Material for the task:
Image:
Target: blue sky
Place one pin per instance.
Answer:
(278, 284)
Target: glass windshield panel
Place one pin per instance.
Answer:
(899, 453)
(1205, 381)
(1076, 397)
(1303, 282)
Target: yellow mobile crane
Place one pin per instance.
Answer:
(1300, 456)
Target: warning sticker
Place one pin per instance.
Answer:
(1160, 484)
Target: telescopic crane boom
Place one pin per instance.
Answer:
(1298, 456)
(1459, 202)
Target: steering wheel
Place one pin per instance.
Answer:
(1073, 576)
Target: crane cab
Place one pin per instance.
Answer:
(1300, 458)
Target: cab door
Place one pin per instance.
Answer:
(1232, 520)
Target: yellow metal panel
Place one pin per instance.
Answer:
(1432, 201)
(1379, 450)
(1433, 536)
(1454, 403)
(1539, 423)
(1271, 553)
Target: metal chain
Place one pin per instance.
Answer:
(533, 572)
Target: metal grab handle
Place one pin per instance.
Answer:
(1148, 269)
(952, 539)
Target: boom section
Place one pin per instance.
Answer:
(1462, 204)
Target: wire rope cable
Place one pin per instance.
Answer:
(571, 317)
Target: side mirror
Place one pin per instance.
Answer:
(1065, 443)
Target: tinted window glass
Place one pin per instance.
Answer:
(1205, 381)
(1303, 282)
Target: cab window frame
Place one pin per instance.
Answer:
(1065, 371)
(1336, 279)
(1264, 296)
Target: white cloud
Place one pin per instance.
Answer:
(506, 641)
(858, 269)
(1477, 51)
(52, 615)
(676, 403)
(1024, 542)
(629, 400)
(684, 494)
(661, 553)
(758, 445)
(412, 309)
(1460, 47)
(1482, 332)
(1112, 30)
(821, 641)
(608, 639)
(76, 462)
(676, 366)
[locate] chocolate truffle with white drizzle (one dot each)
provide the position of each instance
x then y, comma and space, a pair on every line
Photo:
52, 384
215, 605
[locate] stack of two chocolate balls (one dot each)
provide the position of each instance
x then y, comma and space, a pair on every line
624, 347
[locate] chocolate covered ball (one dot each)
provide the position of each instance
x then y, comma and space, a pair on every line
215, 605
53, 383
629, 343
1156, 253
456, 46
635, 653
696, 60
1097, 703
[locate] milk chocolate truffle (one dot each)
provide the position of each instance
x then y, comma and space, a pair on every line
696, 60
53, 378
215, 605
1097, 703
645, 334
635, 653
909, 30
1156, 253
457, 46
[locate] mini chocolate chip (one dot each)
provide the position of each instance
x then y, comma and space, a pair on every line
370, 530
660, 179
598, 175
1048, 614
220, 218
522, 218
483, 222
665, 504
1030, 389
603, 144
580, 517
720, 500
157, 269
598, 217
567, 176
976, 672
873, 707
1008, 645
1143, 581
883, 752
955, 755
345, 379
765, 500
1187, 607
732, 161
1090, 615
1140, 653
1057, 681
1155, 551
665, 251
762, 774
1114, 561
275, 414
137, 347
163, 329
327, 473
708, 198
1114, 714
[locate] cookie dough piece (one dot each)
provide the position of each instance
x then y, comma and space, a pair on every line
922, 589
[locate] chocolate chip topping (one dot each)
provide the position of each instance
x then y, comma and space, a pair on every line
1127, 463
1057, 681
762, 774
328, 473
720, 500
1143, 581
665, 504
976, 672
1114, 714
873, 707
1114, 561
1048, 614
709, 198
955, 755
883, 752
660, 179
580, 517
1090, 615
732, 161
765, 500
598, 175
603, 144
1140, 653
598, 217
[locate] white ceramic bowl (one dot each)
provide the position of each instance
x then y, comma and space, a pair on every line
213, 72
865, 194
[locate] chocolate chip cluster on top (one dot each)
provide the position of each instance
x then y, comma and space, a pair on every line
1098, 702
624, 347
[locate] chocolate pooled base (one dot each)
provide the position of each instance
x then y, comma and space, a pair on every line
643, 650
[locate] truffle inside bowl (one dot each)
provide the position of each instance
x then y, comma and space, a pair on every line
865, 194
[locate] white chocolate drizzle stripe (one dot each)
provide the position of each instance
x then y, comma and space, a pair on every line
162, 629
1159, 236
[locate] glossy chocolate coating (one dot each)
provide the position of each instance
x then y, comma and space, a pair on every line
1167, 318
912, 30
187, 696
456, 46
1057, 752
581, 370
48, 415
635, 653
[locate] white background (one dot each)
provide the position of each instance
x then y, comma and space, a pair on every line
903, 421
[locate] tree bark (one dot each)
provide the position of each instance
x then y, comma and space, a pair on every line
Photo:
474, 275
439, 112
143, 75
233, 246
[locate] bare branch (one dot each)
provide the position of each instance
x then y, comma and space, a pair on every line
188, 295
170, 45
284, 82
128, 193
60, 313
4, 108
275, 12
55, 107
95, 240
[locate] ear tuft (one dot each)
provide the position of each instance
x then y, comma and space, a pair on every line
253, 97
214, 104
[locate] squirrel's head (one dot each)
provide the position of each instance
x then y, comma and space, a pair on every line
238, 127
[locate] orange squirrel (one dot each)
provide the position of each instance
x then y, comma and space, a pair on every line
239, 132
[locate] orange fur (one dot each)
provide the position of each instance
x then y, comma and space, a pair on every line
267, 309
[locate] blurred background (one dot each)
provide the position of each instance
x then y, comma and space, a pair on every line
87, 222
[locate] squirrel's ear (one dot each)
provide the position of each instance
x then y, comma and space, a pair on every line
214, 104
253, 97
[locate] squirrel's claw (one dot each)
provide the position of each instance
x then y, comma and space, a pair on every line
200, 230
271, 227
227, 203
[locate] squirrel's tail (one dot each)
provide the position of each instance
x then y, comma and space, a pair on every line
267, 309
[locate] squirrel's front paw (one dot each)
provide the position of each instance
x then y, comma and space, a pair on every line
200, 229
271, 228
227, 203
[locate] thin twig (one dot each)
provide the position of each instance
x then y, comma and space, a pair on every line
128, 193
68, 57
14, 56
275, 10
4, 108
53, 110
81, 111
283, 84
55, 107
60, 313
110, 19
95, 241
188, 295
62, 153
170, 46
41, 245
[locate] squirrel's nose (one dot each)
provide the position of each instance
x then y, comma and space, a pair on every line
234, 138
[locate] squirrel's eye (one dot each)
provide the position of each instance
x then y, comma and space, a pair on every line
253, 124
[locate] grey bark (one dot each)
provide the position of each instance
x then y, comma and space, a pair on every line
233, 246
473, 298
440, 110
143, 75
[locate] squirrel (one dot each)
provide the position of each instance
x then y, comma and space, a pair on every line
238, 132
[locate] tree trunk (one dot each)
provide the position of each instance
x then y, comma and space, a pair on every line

Instruction:
Pull every line of the records above and reproduce them verbatim, in their original order.

Answer to this task:
Image:
Target: blue sky
Place one pin per instance.
Answer:
(278, 284)
Target: glass windshield panel
Place one pin per instance.
Answer:
(899, 453)
(1205, 381)
(1076, 397)
(1303, 282)
Target: yellow mobile crane
Place one pin per instance.
Answer:
(1300, 456)
Target: warning sticker
Place one pin per instance.
Answer:
(1160, 484)
Target: telescopic crane boom
Place one pin per instance.
Answer:
(1298, 456)
(1459, 202)
Target: steering wheel
Place one pin per instance.
Answer:
(1073, 576)
Target: crane cab
Place one pin per instance.
Answer:
(1300, 458)
Target: cab door
Place one pin per instance.
Answer:
(1232, 520)
Target: yellow metal panel
Place one pin per instance.
Answer:
(1432, 201)
(1379, 450)
(1433, 536)
(1454, 403)
(1539, 423)
(1271, 553)
Target: metal chain
Place one pin per instance.
Answer:
(533, 572)
Target: metal grab handle
Place one pin per instance.
Answer:
(1148, 269)
(952, 539)
Target: boom section
Place one pin per instance.
Answer:
(1462, 204)
Target: wire rope cable
Place one pin per instance.
Answer:
(571, 317)
Target: side mirror
Place one pin per instance.
Answer:
(1065, 443)
Target: tinted window glass
Place one pin per instance.
Answer:
(1205, 381)
(1303, 282)
Target: cab window frame
Place one pin per instance.
Answer:
(1065, 371)
(1336, 279)
(1264, 296)
Target: white cloud
Place one pin per instance.
Answer:
(506, 641)
(858, 269)
(1477, 51)
(52, 615)
(676, 403)
(1024, 542)
(629, 400)
(684, 494)
(661, 553)
(758, 445)
(412, 309)
(1460, 47)
(1482, 332)
(1112, 30)
(821, 641)
(608, 639)
(76, 462)
(676, 366)
[locate] chocolate truffle with white drizzle (one dot each)
provide the position of each instance
x then y, comma and space, a pair on every line
Photo:
52, 384
215, 605
[locate] stack of two chocolate balls (one dot each)
provide the position of each instance
x then y, comma and space, a pair on every line
624, 347
[locate] chocolate covered ball (one dot each)
provide the position of each instance
x then y, comma and space, a pair on every line
215, 605
53, 383
629, 343
1156, 253
456, 46
635, 653
696, 60
1097, 703
[locate] milk chocolate truffle (one dot each)
provide the position of each instance
x then y, comma and space, a pair on every line
696, 60
53, 378
215, 605
1097, 703
645, 334
635, 653
909, 30
1156, 253
457, 46
[locate] mini chocolate chip (one dot each)
provide the position of each instance
x then y, comma and space, a pair on every line
370, 530
660, 179
598, 175
1048, 614
220, 218
522, 218
483, 222
665, 504
1030, 389
603, 144
580, 517
720, 500
157, 269
598, 217
567, 176
976, 672
873, 707
1008, 645
1143, 581
883, 752
955, 755
345, 379
765, 500
1187, 607
732, 161
1090, 615
1140, 653
1057, 681
1155, 551
665, 251
762, 774
1114, 561
275, 414
137, 347
163, 329
327, 473
708, 198
1114, 714
[locate] cookie dough piece (one dot each)
provide the position of each instance
x then y, comma and space, a pair on every line
922, 589
[locate] chocolate chip topping (one dot each)
provide the position of each instance
x then y, comma and space, a pair on every line
1127, 463
1057, 681
762, 774
328, 473
720, 500
1143, 581
665, 504
976, 672
1114, 714
873, 707
1114, 561
1048, 614
709, 198
955, 755
883, 752
660, 179
580, 517
1090, 615
732, 161
765, 500
598, 175
603, 144
1140, 653
598, 217
[locate] white ceramic bowl (one dot each)
provide the position of each instance
x then y, comma and space, a pair on every line
213, 72
865, 194
[locate] chocolate chip cluster on top (one dot each)
provide the position of each instance
x then y, comma and space, a pair on every line
1098, 702
624, 347
[locate] chocolate pooled base (one dot each)
provide the position of each instance
x then y, comma and space, a pair on every line
643, 650
[locate] truffle inside bowl (one dot each)
provide the position of each instance
x then y, comma and space, a pair on every line
865, 194
[locate] white chocolate drizzle stripe (one dot each)
provide the position of each instance
x then y, comma and space, a pair on every line
162, 629
1159, 236
[locate] glossy chocolate coating (one dot each)
provide the position of each instance
x then y, comma and space, a pair on every line
1167, 318
912, 30
187, 696
456, 46
1057, 752
581, 370
48, 415
635, 653
[locate] white background (one dot each)
provide the position of each instance
x then y, comma and space, a pair on every line
903, 421
[locate] tree bark (one dot each)
provide the position of each instance
x then y, comma and space, a pair on every line
Photo:
474, 275
439, 112
143, 75
233, 246
[locate] bare branch (one dot each)
provide the position of each instance
x then y, comma and space, a pair on every line
188, 295
170, 45
284, 82
128, 193
60, 313
4, 108
275, 12
55, 107
95, 240
[locate] ear tuft (one dot each)
provide the position of each instance
x then y, comma and space, a pair on every line
253, 97
214, 104
[locate] squirrel's head (one dot each)
provide the position of each instance
x then y, comma and space, a pair on every line
238, 127
[locate] orange squirrel (one dot each)
provide the position of each instance
x then y, comma and space, a pair on every line
239, 132
[locate] orange fur (one dot each)
provide the position of each instance
x then y, comma and space, a pair on every line
267, 309
[locate] blurred background (one dot each)
provide the position of each instance
x then y, comma and space, a pair on every line
87, 222
[locate] squirrel's ear (one dot each)
provide the position of each instance
x then y, comma and space, a pair on every line
214, 104
253, 97
[locate] squirrel's claw (one dot each)
provide the position of each instance
x then y, comma and space, a pair on every line
200, 230
271, 227
227, 203
[locate] squirrel's tail (one dot each)
provide the position of each instance
x then y, comma and space, a pair on every line
267, 309
[locate] squirrel's front paw (one dot each)
provide the position of each instance
x then y, comma and space, a pair on every line
200, 229
271, 228
227, 203
[locate] thin twig (one dot each)
provide the position of each instance
x then y, comma and space, a pair on every line
128, 193
68, 57
14, 56
275, 10
4, 108
53, 110
81, 111
283, 84
55, 107
60, 313
110, 19
95, 241
188, 295
62, 153
170, 46
41, 245
[locate] squirrel's nose (one dot each)
provide the position of each instance
x then y, comma and space, a pair on every line
234, 138
[locate] squirrel's eye (one dot each)
provide the position of each instance
x then y, comma and space, a pair on every line
253, 124
[locate] grey bark (one dot each)
provide the position of each instance
x then y, comma and space, a pair on every line
233, 246
473, 298
440, 110
143, 75
[locate] squirrel (one dot each)
provide the position of each instance
x then y, comma and space, a pair on every line
238, 132
[locate] tree trunk (one dot each)
provide the position of each instance
x then y, comma and space, a pair on every line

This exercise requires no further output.